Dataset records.
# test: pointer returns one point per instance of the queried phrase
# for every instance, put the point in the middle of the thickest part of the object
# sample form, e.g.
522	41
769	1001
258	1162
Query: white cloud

What to work on.
Can you output every line of the listing above without changing a single character?

Completed task.
# test: pointer returns one point per instance of the queried phrase
# for every instance, put the point in the middle of the thickest part of the object
# sample form, e.g.
522	41
769	1001
258	1162
Query: white cloud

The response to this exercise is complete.